[Start SOURCE RECORDS]

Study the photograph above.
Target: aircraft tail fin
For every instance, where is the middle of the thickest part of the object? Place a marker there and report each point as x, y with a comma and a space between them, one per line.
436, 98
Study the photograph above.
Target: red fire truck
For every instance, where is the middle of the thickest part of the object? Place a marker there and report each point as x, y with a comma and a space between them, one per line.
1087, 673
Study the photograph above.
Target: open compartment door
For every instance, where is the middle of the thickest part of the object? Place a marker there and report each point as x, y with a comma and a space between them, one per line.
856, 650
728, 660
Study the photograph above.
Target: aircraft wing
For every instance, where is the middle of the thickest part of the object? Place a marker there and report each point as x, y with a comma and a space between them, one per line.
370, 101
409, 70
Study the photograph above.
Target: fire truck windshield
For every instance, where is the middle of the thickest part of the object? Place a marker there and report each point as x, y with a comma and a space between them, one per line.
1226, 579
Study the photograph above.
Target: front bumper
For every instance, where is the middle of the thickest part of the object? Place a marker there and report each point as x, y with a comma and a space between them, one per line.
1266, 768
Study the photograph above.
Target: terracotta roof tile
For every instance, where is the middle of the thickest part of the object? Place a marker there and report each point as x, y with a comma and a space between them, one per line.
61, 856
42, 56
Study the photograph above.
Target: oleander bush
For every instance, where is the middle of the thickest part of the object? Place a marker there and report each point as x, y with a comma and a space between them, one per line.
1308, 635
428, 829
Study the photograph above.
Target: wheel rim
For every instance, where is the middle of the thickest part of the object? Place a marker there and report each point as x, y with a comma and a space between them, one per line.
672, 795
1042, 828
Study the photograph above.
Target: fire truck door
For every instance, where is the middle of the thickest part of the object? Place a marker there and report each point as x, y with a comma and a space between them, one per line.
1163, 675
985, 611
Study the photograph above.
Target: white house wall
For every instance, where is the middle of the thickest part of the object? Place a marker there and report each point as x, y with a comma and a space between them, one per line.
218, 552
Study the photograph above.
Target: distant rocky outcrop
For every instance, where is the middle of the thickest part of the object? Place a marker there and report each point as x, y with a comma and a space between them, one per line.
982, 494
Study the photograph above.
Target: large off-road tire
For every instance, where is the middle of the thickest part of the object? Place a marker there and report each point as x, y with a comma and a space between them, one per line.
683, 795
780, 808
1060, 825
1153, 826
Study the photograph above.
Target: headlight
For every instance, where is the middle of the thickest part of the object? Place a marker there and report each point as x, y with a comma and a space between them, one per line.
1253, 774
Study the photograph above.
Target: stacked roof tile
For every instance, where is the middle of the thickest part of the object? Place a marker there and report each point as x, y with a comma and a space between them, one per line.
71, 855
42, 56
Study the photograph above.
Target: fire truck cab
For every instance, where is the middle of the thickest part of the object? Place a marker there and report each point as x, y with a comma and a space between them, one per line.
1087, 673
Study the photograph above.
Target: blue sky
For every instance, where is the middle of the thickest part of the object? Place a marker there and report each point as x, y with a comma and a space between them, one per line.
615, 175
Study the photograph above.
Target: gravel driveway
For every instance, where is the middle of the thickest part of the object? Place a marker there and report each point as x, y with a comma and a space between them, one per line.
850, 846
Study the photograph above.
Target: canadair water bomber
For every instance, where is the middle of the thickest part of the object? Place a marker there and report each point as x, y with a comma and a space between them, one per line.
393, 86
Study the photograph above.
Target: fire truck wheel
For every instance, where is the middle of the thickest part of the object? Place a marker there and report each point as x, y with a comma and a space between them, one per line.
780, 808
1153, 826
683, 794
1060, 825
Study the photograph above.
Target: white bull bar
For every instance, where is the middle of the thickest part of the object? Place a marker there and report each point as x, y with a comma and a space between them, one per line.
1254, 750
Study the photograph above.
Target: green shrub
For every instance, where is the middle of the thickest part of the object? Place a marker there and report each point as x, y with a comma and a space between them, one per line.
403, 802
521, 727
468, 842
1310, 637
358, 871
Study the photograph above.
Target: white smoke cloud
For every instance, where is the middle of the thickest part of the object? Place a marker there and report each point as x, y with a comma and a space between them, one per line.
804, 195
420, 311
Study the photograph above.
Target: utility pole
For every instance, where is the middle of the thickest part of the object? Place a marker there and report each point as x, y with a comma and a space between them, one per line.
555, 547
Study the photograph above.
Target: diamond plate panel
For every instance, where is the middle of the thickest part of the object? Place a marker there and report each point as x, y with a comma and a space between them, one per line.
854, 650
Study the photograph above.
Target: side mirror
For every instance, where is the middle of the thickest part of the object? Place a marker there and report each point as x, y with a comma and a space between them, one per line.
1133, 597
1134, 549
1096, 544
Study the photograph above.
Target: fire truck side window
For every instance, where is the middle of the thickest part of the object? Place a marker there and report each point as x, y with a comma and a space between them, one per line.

[End SOURCE RECORDS]

## WHAT YOU HAVE TO DO
Reproduce the entries above in full, verbatim.

## WORKED SOLUTION
Study the photograph above.
Target: aircraft tail fin
For every instance, where is the middle of the thickest part of the object? Place a marker there and report each point as x, y with a comma and a space between them, one per line.
436, 98
Study the photograph above.
Target: red fire truck
For every instance, where is the middle of the thickest part of the object? Place a marker there and report each point as x, y with a comma and a space between them, one per line.
1087, 673
Study the photograph above.
Target: open compartment door
For every instance, where is the middle of the thickest part of the object? Place a marker there and report each point as x, y with a comma and a space between them, one per line.
856, 650
728, 660
Study the photograph above.
Target: aircraft wing
For every instance, where is the middle of the thickest part of the object? Place a marker there and report each point as x, y with a comma and a space between them, one per line.
370, 101
409, 70
Study the photograph above.
Target: fire truck windshield
For every instance, where is the middle of the thickest part of the object? Place a marker there and report each point as x, y with a comma and a space between them, one per line.
1226, 579
Study the photograph above.
Target: front bumper
For every instance, where is the middle of the thickest part of the object? Place a marker there and report each point as x, y with a comma and a space between them, one per line.
1266, 768
Study the photograph above.
Target: terracotta roof tile
For every instance, where is the middle of the thickest part of the object? Place a marker there and report each point as x, y with a comma and a space between them, one per line.
61, 856
42, 56
Study the photograph above.
Target: oleander bush
For every instance, where is the middle of the thickest part of the object? Place a marker there and report each point as x, y with a comma and a space between them, one per line.
1308, 635
428, 829
Study the photograph above.
Target: wheel rim
For every instance, where is the middle of the thickest part of the object? Place a marker there and report each point as x, y with a comma and a space between them, one per line.
672, 795
1042, 828
Study the photograph above.
Target: fire truck door
For every instance, where is the middle of the thickest part of the object? Place a marker there and report each point as x, y with a comma and a space between them, one per line.
1163, 675
985, 611
Study the photograph above.
Target: white house wall
For every instance, where is the middle of the thickest part of the object? Place a marker there and report each point as x, y with a comma and a space between them, one per line.
218, 552
Study the photograph above.
Target: distant rocky outcrop
For every instance, where is the middle of the thickest part of the object? Place a marker there and report each point as x, y with a comma and a space between them, one per line.
982, 494
Study the photograph above.
Target: large off-road tire
For every instance, where is the middle of the thickest part of the object? Place a marker there and report each point as x, y with a comma and a space between them, one per line.
683, 795
780, 808
1060, 825
1153, 826
Study the photograph above.
Target: headlight
For every instance, where is the middle of the thickest part of the object? Place a marker there and report each point as x, y with a comma and a space between them, one per line.
1253, 774
Study the photograph above.
Target: stacked roof tile
For every instance, where is the middle of the thickest part of the object? Place a marker there and report each point as x, y with a comma and a space between them, one per line.
71, 855
42, 56
Study the photograph above.
Target: fire truck cab
For every instance, where is the middle of the thickest part of the object? Place a marker there and report each point as x, y with a comma and a space between them, one per line.
1087, 673
Study the photograph above.
Target: blue sky
For every instance, where is the middle of the thickest part of the object? Place a marker there and report each point as x, y with a comma and a space between them, one per line.
615, 175
Study the photograph above.
Target: gravel driveway
For every instance, where is the middle of the thickest part of the object? Place a marker there and report each point as x, y with a comma and a space between them, one per line.
850, 846
Study the photograph above.
Target: canadair water bomber
For every instance, where is the middle of the thickest part of the object? Place a marker there and report each point as x, y with a comma and a space between them, one per line.
393, 86
Study the photograph above.
Target: fire truck wheel
For every instance, where is the middle of the thickest part of the object? Place a marker there and report each point as x, y with a comma and a space between them, one per line.
780, 808
1153, 826
683, 794
1060, 825
Study the photograph above.
Target: white bull bar
For every instance, where is the middle of the thickest part of the object? Place a marker there and report each point as x, y with a comma and a space between them, one per line.
1254, 750
Study the photograph above.
Target: green shrub
For every instance, where is the middle of the thickest part of the object? Place a marker there and report each point as x, y with a comma and a space between them, one per line.
403, 802
521, 727
468, 842
1310, 637
358, 871
Study the photograph above.
Target: white smoke cloud
For every instance, where is the middle of the thickest part of the object? Place a marker there and report each point as x, y with a comma and a space between them, one per line.
804, 195
420, 311
Study the photograph above.
Target: utility pole
For every instance, where is the middle of the thickest part of the object? Place a marker there and report each point as x, y with a comma and a space between them, one per line.
555, 547
Study the photograph above.
Target: diamond plate panel
For every instance, where is the middle of the thickest part of the object? Place a marker there and report each point as x, y with a comma and a space between them, one per line.
854, 650
Study the photograph above.
Target: side mirror
For every instance, where is the middle of the thickest part of the object? Place a marker there and report each point as x, y with a comma and a space between them, one per line.
1133, 597
1134, 549
1096, 544
Study the photograph above.
Target: fire truck side window
For every instance, where is the middle of the thickest part of the object? Place a marker there and report each point as x, y with a comma and a space between them, one per line.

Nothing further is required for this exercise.